_EXERCISE AIM_.
Put every line of the records below into a Markdown table, skipping any blank lines. Use two columns, headed "Row" and "Line", with a running row number in the first and the line's text in the second.

_DATA SHOWN_.
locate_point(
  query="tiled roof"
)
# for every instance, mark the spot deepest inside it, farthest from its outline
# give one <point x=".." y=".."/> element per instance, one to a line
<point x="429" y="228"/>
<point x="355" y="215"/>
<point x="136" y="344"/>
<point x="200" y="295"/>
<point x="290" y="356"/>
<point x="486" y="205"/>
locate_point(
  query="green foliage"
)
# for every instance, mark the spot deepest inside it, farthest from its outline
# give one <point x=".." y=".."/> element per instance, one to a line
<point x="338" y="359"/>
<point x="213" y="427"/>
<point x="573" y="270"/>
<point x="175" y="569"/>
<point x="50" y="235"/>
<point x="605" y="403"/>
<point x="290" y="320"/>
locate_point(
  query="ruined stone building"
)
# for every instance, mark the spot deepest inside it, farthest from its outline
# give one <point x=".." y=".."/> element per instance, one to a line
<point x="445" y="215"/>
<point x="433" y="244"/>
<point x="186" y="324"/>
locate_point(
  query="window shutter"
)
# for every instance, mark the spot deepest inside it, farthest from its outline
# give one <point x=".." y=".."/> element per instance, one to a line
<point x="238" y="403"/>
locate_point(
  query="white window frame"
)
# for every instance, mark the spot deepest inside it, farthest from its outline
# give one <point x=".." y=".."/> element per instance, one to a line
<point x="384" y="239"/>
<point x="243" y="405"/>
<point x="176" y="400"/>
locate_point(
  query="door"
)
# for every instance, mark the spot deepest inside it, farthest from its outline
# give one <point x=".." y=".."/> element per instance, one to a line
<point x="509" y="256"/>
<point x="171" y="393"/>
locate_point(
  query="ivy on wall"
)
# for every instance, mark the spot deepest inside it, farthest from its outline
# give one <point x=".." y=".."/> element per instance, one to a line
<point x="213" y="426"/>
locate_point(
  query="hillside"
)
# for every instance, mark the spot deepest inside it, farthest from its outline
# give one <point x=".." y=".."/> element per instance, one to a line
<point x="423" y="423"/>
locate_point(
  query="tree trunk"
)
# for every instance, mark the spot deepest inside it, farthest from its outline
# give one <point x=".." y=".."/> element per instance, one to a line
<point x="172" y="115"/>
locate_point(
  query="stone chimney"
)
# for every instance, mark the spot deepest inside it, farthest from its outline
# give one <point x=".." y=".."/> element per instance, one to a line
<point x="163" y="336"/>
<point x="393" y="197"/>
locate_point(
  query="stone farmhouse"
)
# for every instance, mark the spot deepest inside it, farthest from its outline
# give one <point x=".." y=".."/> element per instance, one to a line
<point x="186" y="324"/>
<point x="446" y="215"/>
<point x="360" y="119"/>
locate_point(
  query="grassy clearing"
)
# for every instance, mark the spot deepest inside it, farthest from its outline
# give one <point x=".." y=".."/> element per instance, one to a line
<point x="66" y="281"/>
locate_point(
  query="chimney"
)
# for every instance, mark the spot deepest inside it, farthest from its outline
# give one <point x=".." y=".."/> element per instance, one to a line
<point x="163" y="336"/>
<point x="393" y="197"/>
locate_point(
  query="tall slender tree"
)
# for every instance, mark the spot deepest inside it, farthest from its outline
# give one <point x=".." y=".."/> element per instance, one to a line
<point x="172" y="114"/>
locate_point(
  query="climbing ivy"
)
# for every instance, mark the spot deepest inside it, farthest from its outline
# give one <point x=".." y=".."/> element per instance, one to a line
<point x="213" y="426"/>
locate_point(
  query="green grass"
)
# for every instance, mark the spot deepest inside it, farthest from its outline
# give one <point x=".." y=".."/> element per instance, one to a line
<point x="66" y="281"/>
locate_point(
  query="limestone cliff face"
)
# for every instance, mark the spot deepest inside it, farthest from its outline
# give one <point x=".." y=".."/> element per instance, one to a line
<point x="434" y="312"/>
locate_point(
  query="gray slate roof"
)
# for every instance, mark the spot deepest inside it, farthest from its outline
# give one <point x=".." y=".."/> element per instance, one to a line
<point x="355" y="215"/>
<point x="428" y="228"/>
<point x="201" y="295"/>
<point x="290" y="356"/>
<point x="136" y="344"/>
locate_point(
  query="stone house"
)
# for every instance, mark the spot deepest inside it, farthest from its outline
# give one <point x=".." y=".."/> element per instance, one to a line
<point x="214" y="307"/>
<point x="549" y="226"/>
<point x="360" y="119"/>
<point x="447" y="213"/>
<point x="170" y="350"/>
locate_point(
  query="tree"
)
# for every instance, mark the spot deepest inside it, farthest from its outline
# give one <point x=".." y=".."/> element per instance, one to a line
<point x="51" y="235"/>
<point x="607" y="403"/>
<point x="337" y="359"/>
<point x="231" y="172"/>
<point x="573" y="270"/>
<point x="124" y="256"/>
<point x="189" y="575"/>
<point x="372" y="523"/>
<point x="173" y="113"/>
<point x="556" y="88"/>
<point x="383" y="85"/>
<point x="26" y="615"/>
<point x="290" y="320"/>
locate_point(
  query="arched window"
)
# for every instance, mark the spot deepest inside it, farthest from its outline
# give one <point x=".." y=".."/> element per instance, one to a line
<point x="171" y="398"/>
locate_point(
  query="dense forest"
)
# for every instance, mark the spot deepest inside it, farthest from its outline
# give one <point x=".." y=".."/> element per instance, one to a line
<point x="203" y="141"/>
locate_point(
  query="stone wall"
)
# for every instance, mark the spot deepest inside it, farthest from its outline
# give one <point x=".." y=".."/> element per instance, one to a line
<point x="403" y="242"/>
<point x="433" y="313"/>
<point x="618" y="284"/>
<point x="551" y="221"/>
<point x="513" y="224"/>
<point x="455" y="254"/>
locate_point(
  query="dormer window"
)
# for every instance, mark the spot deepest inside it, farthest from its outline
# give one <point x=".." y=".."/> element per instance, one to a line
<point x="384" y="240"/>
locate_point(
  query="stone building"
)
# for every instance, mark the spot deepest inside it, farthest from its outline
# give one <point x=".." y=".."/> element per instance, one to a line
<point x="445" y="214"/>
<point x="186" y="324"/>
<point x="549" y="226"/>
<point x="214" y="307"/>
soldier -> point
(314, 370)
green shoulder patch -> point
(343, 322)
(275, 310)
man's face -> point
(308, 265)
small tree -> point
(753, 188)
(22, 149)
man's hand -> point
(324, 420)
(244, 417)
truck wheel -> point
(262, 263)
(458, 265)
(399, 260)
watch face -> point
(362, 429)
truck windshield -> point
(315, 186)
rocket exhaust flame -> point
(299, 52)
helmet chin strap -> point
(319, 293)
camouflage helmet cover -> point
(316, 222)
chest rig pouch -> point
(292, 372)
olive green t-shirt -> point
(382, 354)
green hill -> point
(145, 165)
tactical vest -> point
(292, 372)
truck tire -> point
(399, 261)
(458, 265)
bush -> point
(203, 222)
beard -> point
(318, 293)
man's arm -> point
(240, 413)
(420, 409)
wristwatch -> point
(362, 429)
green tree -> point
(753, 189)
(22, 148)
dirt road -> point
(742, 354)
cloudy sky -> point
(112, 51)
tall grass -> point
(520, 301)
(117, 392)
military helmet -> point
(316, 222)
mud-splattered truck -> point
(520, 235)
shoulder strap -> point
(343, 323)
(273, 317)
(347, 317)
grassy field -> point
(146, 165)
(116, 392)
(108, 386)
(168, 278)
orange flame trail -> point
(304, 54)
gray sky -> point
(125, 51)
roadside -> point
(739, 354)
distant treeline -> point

_TASK ANSWER_.
| Row | Line |
|---|---|
| 1 | locate_point( |
| 2 |   query="tiled roof" |
| 3 | ) |
| 4 | # for every instance, mark the spot deepest inside it, farthest from its outline |
| 5 | # give one <point x=".." y=".."/> element per instance, one to a line |
| 6 | <point x="429" y="228"/> |
| 7 | <point x="355" y="215"/> |
| 8 | <point x="136" y="344"/> |
| 9 | <point x="200" y="295"/> |
| 10 | <point x="290" y="356"/> |
| 11 | <point x="486" y="205"/> |
| 12 | locate_point( |
| 13 |   query="green foliage" |
| 14 | ) |
| 15 | # for every instance, mark the spot deepest inside it, farthest from its outline |
| 16 | # give one <point x=".." y=".."/> element per instance, one to a line |
| 17 | <point x="338" y="359"/> |
| 18 | <point x="213" y="427"/> |
| 19 | <point x="573" y="270"/> |
| 20 | <point x="175" y="569"/> |
| 21 | <point x="50" y="235"/> |
| 22 | <point x="605" y="403"/> |
| 23 | <point x="290" y="320"/> |
| 24 | locate_point( |
| 25 |   query="ruined stone building" |
| 26 | ) |
| 27 | # for every instance, mark the spot deepest inside it, farthest from its outline |
| 28 | # give one <point x=".." y=".."/> element per instance, one to a line |
| 29 | <point x="445" y="215"/> |
| 30 | <point x="433" y="244"/> |
| 31 | <point x="186" y="324"/> |
| 32 | locate_point( |
| 33 |   query="window shutter" |
| 34 | ) |
| 35 | # for every instance, mark the spot deepest inside it, farthest from its outline |
| 36 | # give one <point x=".." y=".."/> element per instance, one to a line |
| 37 | <point x="238" y="403"/> |
| 38 | locate_point( |
| 39 |   query="white window frame" |
| 40 | ) |
| 41 | # for every instance, mark the spot deepest inside it, farthest from its outline |
| 42 | # give one <point x=".." y=".."/> element per instance, one to a line |
| 43 | <point x="384" y="239"/> |
| 44 | <point x="243" y="405"/> |
| 45 | <point x="176" y="400"/> |
| 46 | locate_point( |
| 47 |   query="door" |
| 48 | ) |
| 49 | # for every instance, mark the spot deepest inside it, farthest from its outline |
| 50 | # give one <point x=".." y=".."/> element per instance, one to a line |
| 51 | <point x="509" y="256"/> |
| 52 | <point x="171" y="393"/> |
| 53 | locate_point( |
| 54 |   query="ivy on wall" |
| 55 | ) |
| 56 | # for every instance, mark the spot deepest inside it, farthest from its outline |
| 57 | # give one <point x=".." y=".."/> element per instance, one to a line |
| 58 | <point x="213" y="426"/> |
| 59 | locate_point( |
| 60 |   query="hillside" |
| 61 | ) |
| 62 | # for every instance, mark the spot deepest inside it, farthest from its outline |
| 63 | # give one <point x=".." y=".."/> element per instance, one to a line |
| 64 | <point x="423" y="423"/> |
| 65 | locate_point( |
| 66 |   query="tree trunk" |
| 67 | ) |
| 68 | # for every instance, mark the spot deepest inside it, farthest from its outline |
| 69 | # give one <point x=".." y=".."/> element per instance, one to a line |
| 70 | <point x="172" y="115"/> |
| 71 | locate_point( |
| 72 |   query="stone chimney" |
| 73 | ) |
| 74 | # for every instance, mark the spot deepest inside it, farthest from its outline |
| 75 | # give one <point x=".." y=".."/> element per instance, one to a line |
| 76 | <point x="163" y="336"/> |
| 77 | <point x="393" y="197"/> |
| 78 | locate_point( |
| 79 |   query="stone farmhouse" |
| 80 | ) |
| 81 | # for every instance, mark the spot deepest inside it, farthest from its outline |
| 82 | # give one <point x=".." y=".."/> element per instance, one to a line |
| 83 | <point x="186" y="324"/> |
| 84 | <point x="446" y="215"/> |
| 85 | <point x="360" y="119"/> |
| 86 | locate_point( |
| 87 |   query="grassy clearing" |
| 88 | ) |
| 89 | # for every instance, mark the spot deepest inside it, farthest from its outline |
| 90 | # give one <point x=".." y=".."/> element per instance, one to a line |
| 91 | <point x="66" y="281"/> |
| 92 | locate_point( |
| 93 |   query="chimney" |
| 94 | ) |
| 95 | # for every instance, mark the spot deepest inside it, farthest from its outline |
| 96 | # give one <point x=".." y=".."/> element per instance, one to a line |
| 97 | <point x="163" y="336"/> |
| 98 | <point x="393" y="197"/> |
| 99 | locate_point( |
| 100 |   query="tall slender tree" |
| 101 | ) |
| 102 | # for every instance, mark the spot deepest inside it, farthest from its outline |
| 103 | # give one <point x=".." y=".."/> element per instance, one to a line |
| 104 | <point x="172" y="114"/> |
| 105 | locate_point( |
| 106 |   query="climbing ivy" |
| 107 | ) |
| 108 | # for every instance, mark the spot deepest inside it, farthest from its outline |
| 109 | # give one <point x=".." y=".."/> element per instance, one to a line |
| 110 | <point x="213" y="426"/> |
| 111 | locate_point( |
| 112 |   query="green grass" |
| 113 | ) |
| 114 | # for every instance, mark the spot deepest inside it, farthest from its outline |
| 115 | # give one <point x=".." y=".."/> element per instance, one to a line |
| 116 | <point x="66" y="281"/> |
| 117 | locate_point( |
| 118 |   query="limestone cliff face" |
| 119 | ) |
| 120 | # for every instance, mark the spot deepest inside it, farthest from its outline |
| 121 | # give one <point x=".." y=".."/> element per instance, one to a line |
| 122 | <point x="434" y="312"/> |
| 123 | locate_point( |
| 124 |   query="gray slate roof" |
| 125 | ) |
| 126 | # for every instance, mark the spot deepest inside it, farthest from its outline |
| 127 | # give one <point x=".." y=".."/> element per instance, one to a line |
| 128 | <point x="355" y="215"/> |
| 129 | <point x="428" y="228"/> |
| 130 | <point x="201" y="295"/> |
| 131 | <point x="290" y="356"/> |
| 132 | <point x="136" y="344"/> |
| 133 | locate_point( |
| 134 |   query="stone house" |
| 135 | ) |
| 136 | # for every instance, mark the spot deepest inside it, farthest from its outline |
| 137 | # give one <point x=".." y=".."/> element per instance, one to a line |
| 138 | <point x="214" y="307"/> |
| 139 | <point x="549" y="226"/> |
| 140 | <point x="360" y="119"/> |
| 141 | <point x="447" y="213"/> |
| 142 | <point x="170" y="350"/> |
| 143 | locate_point( |
| 144 |   query="tree" |
| 145 | ) |
| 146 | # for every instance, mark the spot deepest inside it, farthest from its outline |
| 147 | # give one <point x=".." y=".."/> element per instance, one to a line |
| 148 | <point x="51" y="235"/> |
| 149 | <point x="607" y="403"/> |
| 150 | <point x="337" y="359"/> |
| 151 | <point x="231" y="172"/> |
| 152 | <point x="573" y="270"/> |
| 153 | <point x="124" y="256"/> |
| 154 | <point x="189" y="575"/> |
| 155 | <point x="372" y="523"/> |
| 156 | <point x="173" y="113"/> |
| 157 | <point x="556" y="88"/> |
| 158 | <point x="383" y="85"/> |
| 159 | <point x="26" y="615"/> |
| 160 | <point x="290" y="320"/> |
| 161 | locate_point( |
| 162 |   query="arched window" |
| 163 | ) |
| 164 | # for every instance, mark the spot deepest inside it, farthest from its outline |
| 165 | # give one <point x=".." y=".."/> element per instance, one to a line |
| 166 | <point x="171" y="398"/> |
| 167 | locate_point( |
| 168 |   query="dense forest" |
| 169 | ) |
| 170 | # for every instance, mark the spot deepest inside it, farthest from its outline |
| 171 | # give one <point x=".." y=".."/> element per instance, one to a line |
| 172 | <point x="203" y="141"/> |
| 173 | locate_point( |
| 174 |   query="stone wall" |
| 175 | ) |
| 176 | # for every instance, mark the spot deepest inside it, farthest from its outline |
| 177 | # give one <point x=".." y=".."/> element per instance, one to a line |
| 178 | <point x="403" y="242"/> |
| 179 | <point x="433" y="313"/> |
| 180 | <point x="618" y="284"/> |
| 181 | <point x="551" y="221"/> |
| 182 | <point x="513" y="224"/> |
| 183 | <point x="455" y="254"/> |
| 184 | locate_point( |
| 185 |   query="dormer window" |
| 186 | ) |
| 187 | # for every instance, mark the spot deepest inside it, farthest from its outline |
| 188 | # give one <point x=".." y=".."/> element per instance, one to a line |
| 189 | <point x="384" y="240"/> |
| 190 | locate_point( |
| 191 |   query="stone building" |
| 192 | ) |
| 193 | # for every instance, mark the spot deepest inside it, farthest from its outline |
| 194 | # give one <point x=".." y=".."/> element per instance, one to a line |
| 195 | <point x="445" y="214"/> |
| 196 | <point x="186" y="324"/> |
| 197 | <point x="549" y="226"/> |
| 198 | <point x="214" y="307"/> |
| 199 | soldier -> point |
| 200 | (314, 370) |
| 201 | green shoulder patch -> point |
| 202 | (343, 322) |
| 203 | (275, 310) |
| 204 | man's face -> point |
| 205 | (308, 265) |
| 206 | small tree -> point |
| 207 | (753, 188) |
| 208 | (22, 149) |
| 209 | man's hand -> point |
| 210 | (324, 420) |
| 211 | (244, 417) |
| 212 | truck wheel -> point |
| 213 | (262, 263) |
| 214 | (458, 265) |
| 215 | (399, 260) |
| 216 | watch face -> point |
| 217 | (362, 429) |
| 218 | truck windshield -> point |
| 219 | (315, 186) |
| 220 | rocket exhaust flame -> point |
| 221 | (299, 52) |
| 222 | helmet chin strap -> point |
| 223 | (319, 293) |
| 224 | camouflage helmet cover -> point |
| 225 | (316, 222) |
| 226 | chest rig pouch -> point |
| 227 | (292, 372) |
| 228 | olive green t-shirt -> point |
| 229 | (382, 354) |
| 230 | green hill -> point |
| 231 | (145, 165) |
| 232 | tactical vest -> point |
| 233 | (292, 372) |
| 234 | truck tire -> point |
| 235 | (399, 261) |
| 236 | (458, 265) |
| 237 | bush -> point |
| 238 | (203, 222) |
| 239 | beard -> point |
| 240 | (318, 293) |
| 241 | man's arm -> point |
| 242 | (240, 413) |
| 243 | (420, 409) |
| 244 | wristwatch -> point |
| 245 | (362, 429) |
| 246 | green tree -> point |
| 247 | (753, 189) |
| 248 | (22, 148) |
| 249 | dirt road -> point |
| 250 | (742, 354) |
| 251 | cloudy sky -> point |
| 252 | (112, 51) |
| 253 | tall grass -> point |
| 254 | (520, 301) |
| 255 | (117, 392) |
| 256 | military helmet -> point |
| 257 | (316, 222) |
| 258 | mud-splattered truck -> point |
| 259 | (520, 235) |
| 260 | shoulder strap -> point |
| 261 | (343, 323) |
| 262 | (273, 317) |
| 263 | (347, 317) |
| 264 | grassy field -> point |
| 265 | (146, 165) |
| 266 | (116, 392) |
| 267 | (108, 386) |
| 268 | (168, 278) |
| 269 | orange flame trail -> point |
| 270 | (304, 54) |
| 271 | gray sky -> point |
| 272 | (125, 51) |
| 273 | roadside -> point |
| 274 | (739, 354) |
| 275 | distant treeline -> point |